● AIM OF THE EXERCISE
Tell how many lines contain the string "below" in the material underneath; the reply is that number and no more.

● MATERIAL PROVIDED
▽
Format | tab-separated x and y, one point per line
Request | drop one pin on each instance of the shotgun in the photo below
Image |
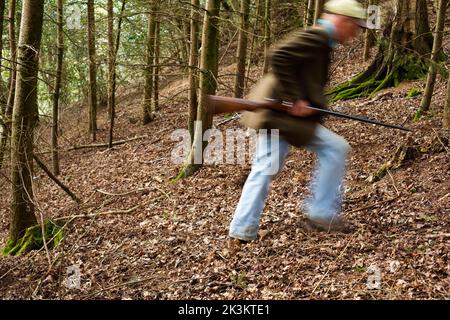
220	105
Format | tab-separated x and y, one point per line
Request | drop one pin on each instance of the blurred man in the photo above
299	74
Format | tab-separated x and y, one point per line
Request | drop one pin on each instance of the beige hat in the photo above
349	8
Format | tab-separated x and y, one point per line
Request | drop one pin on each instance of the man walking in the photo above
299	74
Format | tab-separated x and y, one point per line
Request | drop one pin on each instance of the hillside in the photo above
145	237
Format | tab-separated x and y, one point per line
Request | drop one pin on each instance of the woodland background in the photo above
90	92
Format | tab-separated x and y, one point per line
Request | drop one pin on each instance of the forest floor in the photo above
144	237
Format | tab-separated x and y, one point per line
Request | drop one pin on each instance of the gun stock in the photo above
218	105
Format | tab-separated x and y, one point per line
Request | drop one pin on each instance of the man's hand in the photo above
300	109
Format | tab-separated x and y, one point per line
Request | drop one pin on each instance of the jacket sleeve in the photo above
290	55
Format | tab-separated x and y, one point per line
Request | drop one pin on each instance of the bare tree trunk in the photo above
267	35
13	49
12	78
147	107
92	71
24	119
60	44
402	58
208	84
318	10
112	67
193	67
309	14
252	40
156	62
3	88
242	49
437	48
447	107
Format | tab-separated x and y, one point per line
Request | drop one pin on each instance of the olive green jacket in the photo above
299	71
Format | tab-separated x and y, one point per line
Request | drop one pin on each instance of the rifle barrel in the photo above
352	117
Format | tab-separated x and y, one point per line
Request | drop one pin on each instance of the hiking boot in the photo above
337	224
235	244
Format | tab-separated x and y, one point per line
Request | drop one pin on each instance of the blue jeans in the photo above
271	152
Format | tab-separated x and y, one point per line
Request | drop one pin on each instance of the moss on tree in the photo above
33	239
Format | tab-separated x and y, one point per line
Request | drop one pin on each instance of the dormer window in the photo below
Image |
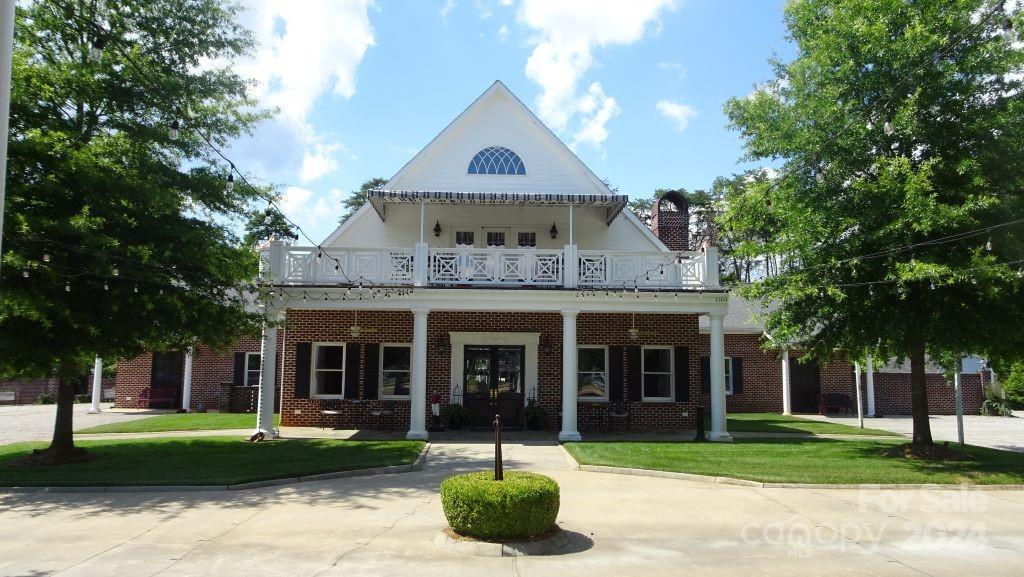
497	160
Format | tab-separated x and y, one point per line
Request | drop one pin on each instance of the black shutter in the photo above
737	375
705	374
615	373
351	371
682	369
636	377
303	358
240	369
371	372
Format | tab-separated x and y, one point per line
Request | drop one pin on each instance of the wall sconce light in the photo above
441	342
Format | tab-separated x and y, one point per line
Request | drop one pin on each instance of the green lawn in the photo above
182	421
204	460
774	422
804	460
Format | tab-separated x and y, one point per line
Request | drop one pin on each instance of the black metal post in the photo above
700	431
499	469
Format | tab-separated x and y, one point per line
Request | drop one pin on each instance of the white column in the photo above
186	384
569	368
786	401
869	381
860	407
717	361
97	384
418	385
268	357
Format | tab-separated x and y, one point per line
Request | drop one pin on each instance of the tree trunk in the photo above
919	400
64	440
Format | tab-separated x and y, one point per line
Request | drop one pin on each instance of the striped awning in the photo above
613	204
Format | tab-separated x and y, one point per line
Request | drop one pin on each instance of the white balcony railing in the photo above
421	265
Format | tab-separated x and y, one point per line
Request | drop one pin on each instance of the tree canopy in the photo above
119	238
893	210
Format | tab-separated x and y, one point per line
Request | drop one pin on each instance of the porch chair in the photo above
142	401
619	410
383	410
326	410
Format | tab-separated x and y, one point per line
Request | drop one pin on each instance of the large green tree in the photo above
358	198
118	238
898	128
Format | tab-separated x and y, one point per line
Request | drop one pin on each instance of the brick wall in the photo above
892	394
210	369
312	326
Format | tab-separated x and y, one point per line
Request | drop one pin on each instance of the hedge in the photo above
521	506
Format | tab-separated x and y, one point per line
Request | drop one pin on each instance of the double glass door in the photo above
494	383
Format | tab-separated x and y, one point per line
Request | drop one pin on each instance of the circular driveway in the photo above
622	525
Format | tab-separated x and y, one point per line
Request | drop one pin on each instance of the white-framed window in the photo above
728	375
655	367
592	375
253	362
395	370
328	371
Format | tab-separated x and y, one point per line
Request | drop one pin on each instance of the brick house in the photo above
495	271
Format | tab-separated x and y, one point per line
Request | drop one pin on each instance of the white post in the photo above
786	402
268	359
418	385
6	51
860	407
186	384
958	392
869	375
569	368
717	361
97	384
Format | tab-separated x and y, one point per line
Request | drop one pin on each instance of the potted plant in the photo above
534	416
455	416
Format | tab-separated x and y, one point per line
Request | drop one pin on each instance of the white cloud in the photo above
448	7
300	57
567	33
680	114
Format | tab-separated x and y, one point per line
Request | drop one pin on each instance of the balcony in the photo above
493	268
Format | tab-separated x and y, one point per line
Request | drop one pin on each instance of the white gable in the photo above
498	118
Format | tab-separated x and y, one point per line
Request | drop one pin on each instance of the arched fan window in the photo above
497	160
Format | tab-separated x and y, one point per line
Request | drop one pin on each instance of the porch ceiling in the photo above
612	204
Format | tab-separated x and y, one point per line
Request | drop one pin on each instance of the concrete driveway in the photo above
995	433
35	422
619	526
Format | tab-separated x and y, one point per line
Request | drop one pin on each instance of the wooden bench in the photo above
836	402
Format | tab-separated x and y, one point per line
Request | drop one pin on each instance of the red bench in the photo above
836	402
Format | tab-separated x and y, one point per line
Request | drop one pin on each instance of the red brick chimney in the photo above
670	219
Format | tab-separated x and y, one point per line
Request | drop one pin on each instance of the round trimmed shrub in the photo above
521	506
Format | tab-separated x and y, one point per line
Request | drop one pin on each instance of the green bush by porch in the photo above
182	421
523	505
805	460
203	460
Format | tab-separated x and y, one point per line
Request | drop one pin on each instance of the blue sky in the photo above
635	87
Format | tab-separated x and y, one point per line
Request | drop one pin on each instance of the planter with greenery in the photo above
534	416
523	505
456	416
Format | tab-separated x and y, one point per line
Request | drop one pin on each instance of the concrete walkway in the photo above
995	433
619	526
35	422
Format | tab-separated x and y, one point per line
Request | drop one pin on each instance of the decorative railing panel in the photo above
495	266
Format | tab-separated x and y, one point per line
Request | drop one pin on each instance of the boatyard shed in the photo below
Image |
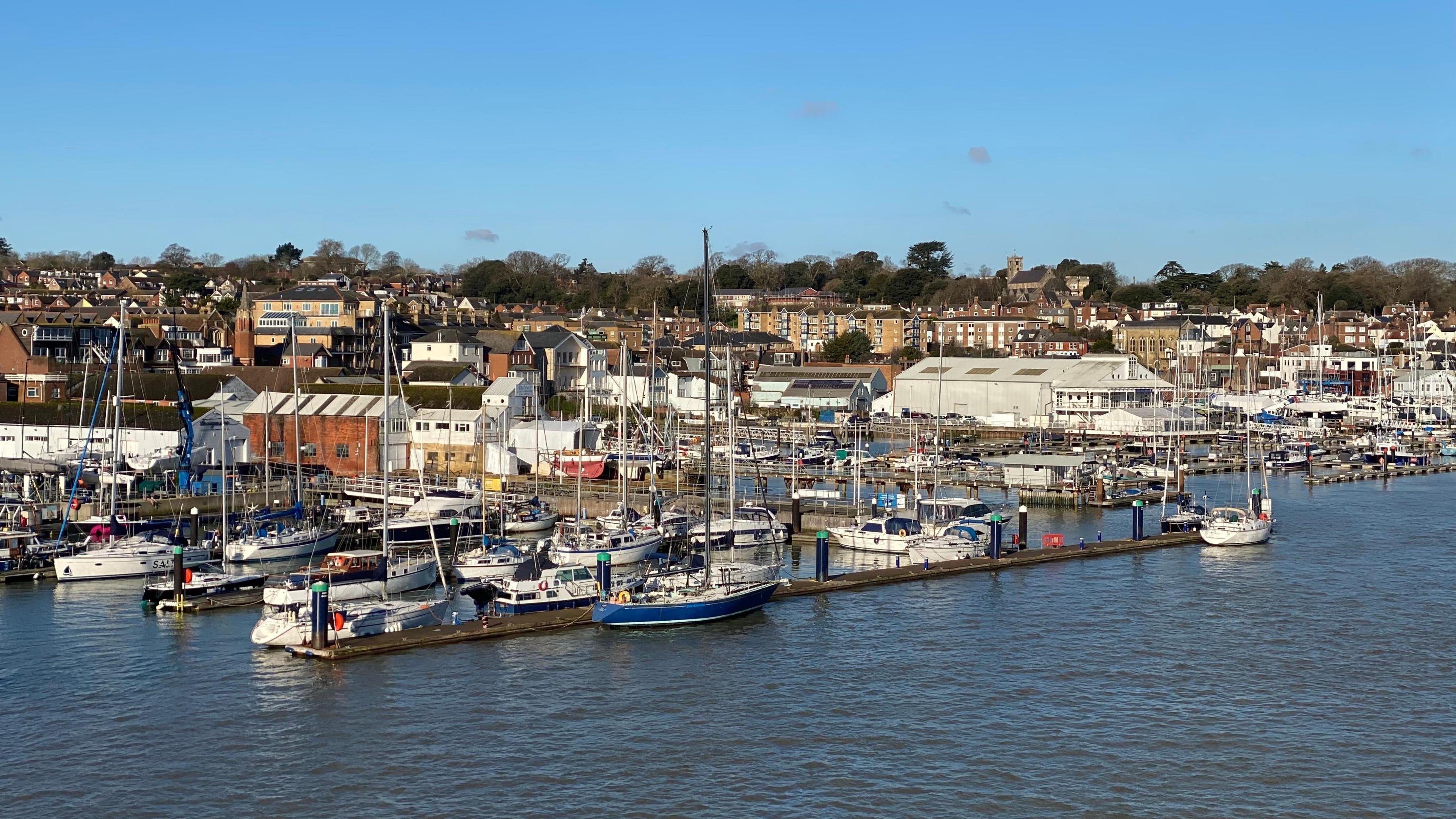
1043	471
1141	420
1057	392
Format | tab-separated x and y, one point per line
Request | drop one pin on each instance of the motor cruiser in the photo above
886	534
956	543
752	527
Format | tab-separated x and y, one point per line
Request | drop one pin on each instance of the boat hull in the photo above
683	613
362	620
110	568
255	549
1216	535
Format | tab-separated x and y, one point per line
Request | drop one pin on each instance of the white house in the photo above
1433	384
506	401
447	344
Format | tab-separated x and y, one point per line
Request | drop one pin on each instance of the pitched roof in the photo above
447	336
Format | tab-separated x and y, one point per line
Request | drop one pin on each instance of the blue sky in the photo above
1136	133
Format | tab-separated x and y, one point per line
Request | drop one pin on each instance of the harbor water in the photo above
1308	677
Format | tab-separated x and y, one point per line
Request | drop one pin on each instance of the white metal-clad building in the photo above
1151	420
1037	392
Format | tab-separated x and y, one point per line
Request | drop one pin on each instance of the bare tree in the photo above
175	256
654	266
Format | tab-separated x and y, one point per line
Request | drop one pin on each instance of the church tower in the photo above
244	331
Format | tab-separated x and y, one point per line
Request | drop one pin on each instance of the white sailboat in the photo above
1235	527
353	576
110	551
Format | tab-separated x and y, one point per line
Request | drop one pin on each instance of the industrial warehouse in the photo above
1030	392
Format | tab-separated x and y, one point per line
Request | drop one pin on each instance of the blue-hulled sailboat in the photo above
702	601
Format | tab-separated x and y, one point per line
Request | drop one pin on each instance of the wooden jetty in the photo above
582	617
21	575
1375	473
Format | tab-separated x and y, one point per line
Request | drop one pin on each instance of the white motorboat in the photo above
488	563
753	452
957	543
353	576
127	557
615	518
1234	527
678	525
625	547
541	585
290	626
1286	460
918	461
750	525
940	515
427	524
209	584
884	534
279	541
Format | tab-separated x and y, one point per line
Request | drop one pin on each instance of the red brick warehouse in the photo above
340	432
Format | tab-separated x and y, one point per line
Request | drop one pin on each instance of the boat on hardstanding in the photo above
708	599
207	582
886	534
529	518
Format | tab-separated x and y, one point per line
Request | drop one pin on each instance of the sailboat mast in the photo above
116	413
385	439
298	439
708	417
733	457
622	428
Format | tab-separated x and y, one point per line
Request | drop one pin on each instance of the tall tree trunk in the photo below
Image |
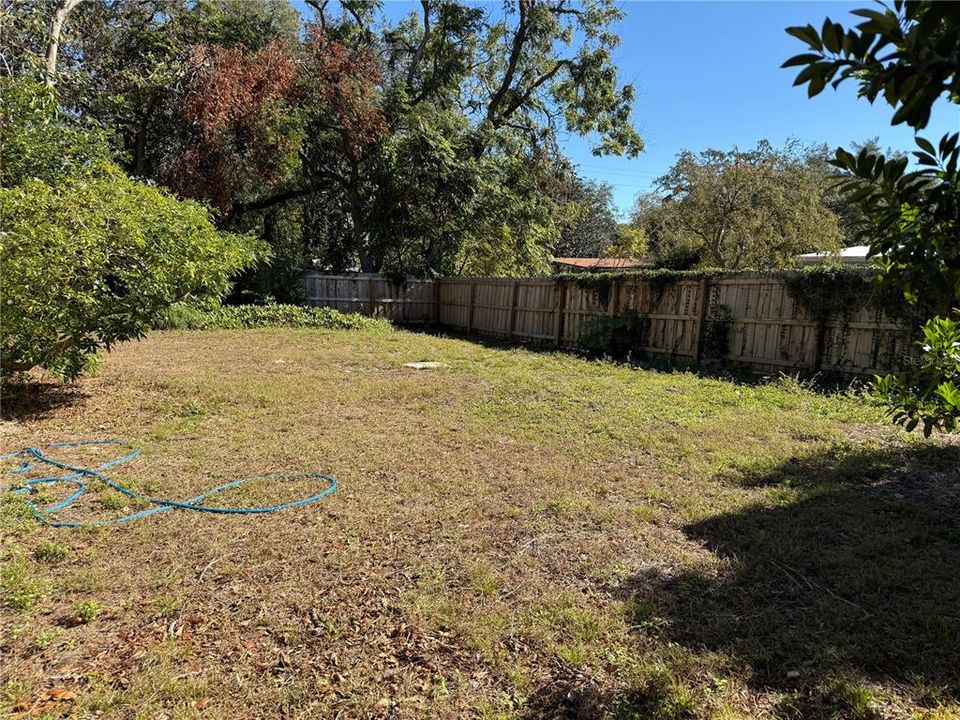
64	8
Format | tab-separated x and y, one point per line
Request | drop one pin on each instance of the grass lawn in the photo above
516	535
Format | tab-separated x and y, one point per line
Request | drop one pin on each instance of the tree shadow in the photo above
35	400
857	576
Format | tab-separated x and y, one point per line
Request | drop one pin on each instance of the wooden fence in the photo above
746	320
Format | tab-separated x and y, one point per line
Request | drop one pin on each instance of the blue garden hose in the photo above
31	456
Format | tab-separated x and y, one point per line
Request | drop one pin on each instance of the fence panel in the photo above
750	320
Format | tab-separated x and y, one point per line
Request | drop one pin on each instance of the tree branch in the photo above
64	8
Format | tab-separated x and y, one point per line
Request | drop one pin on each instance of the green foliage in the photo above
907	54
183	316
619	336
91	261
929	398
735	210
586	217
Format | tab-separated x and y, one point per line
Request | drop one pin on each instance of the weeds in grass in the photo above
483	579
664	544
85	612
168	605
46	638
851	701
112	499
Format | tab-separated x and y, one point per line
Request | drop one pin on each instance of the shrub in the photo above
91	261
85	612
237	317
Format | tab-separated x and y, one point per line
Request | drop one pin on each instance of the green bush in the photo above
91	261
183	316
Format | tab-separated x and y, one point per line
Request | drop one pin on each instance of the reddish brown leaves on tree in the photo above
346	82
230	107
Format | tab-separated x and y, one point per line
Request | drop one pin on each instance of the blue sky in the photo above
708	75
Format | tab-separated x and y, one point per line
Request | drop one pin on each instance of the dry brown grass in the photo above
515	535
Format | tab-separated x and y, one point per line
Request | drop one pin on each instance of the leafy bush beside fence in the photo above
182	316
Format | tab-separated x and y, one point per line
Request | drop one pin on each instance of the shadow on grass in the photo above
35	400
857	577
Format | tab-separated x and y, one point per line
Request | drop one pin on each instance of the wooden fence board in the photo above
764	328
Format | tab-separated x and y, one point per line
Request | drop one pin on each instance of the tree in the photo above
419	146
89	257
908	53
735	209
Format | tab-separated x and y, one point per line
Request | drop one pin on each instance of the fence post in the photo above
513	308
558	317
704	308
473	292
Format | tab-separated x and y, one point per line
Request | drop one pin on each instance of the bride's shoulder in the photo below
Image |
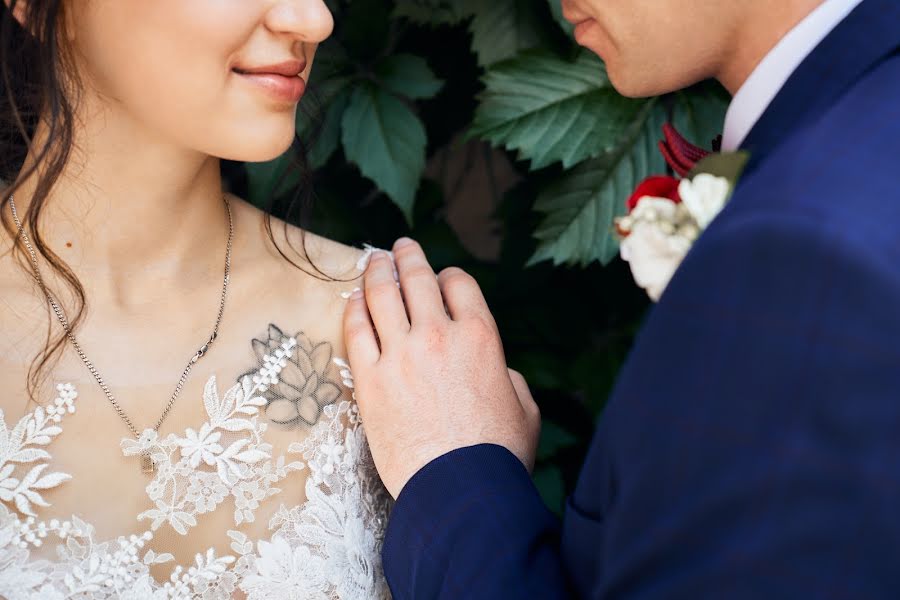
296	260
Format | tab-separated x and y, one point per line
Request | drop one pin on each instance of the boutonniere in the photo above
667	214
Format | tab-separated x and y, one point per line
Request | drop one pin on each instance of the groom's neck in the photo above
766	24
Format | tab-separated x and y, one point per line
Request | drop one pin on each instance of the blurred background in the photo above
479	128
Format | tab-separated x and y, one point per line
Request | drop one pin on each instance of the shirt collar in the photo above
764	83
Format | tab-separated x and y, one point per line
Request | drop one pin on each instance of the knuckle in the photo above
417	271
380	290
481	328
410	250
455	276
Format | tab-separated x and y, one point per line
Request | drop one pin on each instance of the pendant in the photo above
147	464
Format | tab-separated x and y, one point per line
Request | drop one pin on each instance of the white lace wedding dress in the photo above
271	494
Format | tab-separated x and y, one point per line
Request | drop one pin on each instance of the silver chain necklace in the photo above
147	465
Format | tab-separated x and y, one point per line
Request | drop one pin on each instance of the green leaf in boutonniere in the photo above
729	165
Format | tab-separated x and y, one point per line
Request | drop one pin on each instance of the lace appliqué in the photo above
328	548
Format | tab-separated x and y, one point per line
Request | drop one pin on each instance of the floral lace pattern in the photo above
325	548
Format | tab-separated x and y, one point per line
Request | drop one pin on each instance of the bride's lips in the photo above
282	81
582	28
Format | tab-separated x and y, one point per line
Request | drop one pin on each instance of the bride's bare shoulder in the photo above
291	251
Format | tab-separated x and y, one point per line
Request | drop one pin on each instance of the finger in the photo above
359	334
526	399
384	299
421	292
532	416
461	294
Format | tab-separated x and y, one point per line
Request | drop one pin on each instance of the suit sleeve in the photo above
754	436
472	525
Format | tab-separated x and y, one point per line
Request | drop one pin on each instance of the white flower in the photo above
206	492
141	445
285	572
653	255
355	560
201	446
704	196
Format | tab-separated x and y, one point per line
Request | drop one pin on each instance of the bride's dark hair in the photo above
38	80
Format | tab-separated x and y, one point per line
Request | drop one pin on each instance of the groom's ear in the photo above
18	9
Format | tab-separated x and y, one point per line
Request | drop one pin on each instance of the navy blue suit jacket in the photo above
751	448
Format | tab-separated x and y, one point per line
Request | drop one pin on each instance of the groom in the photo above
751	448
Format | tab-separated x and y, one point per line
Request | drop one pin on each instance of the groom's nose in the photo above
572	13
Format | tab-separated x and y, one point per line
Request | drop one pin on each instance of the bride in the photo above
177	417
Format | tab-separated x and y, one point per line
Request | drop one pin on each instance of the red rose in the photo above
659	186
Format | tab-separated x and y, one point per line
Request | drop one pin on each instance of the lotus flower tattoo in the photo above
302	385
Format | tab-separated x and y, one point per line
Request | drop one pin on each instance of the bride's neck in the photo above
128	211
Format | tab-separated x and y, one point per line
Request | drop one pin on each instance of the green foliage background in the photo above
402	79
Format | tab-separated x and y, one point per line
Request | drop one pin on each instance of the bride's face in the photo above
652	47
174	67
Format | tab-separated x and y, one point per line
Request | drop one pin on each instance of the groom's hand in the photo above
430	379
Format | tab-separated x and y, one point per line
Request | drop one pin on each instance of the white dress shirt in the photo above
770	75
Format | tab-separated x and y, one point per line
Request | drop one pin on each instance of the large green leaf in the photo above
550	110
319	118
699	112
386	140
581	207
503	28
430	12
410	76
556	9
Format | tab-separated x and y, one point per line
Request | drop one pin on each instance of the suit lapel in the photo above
868	35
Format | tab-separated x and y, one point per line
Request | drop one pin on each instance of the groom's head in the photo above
652	47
△
● WRITTEN REPLY
5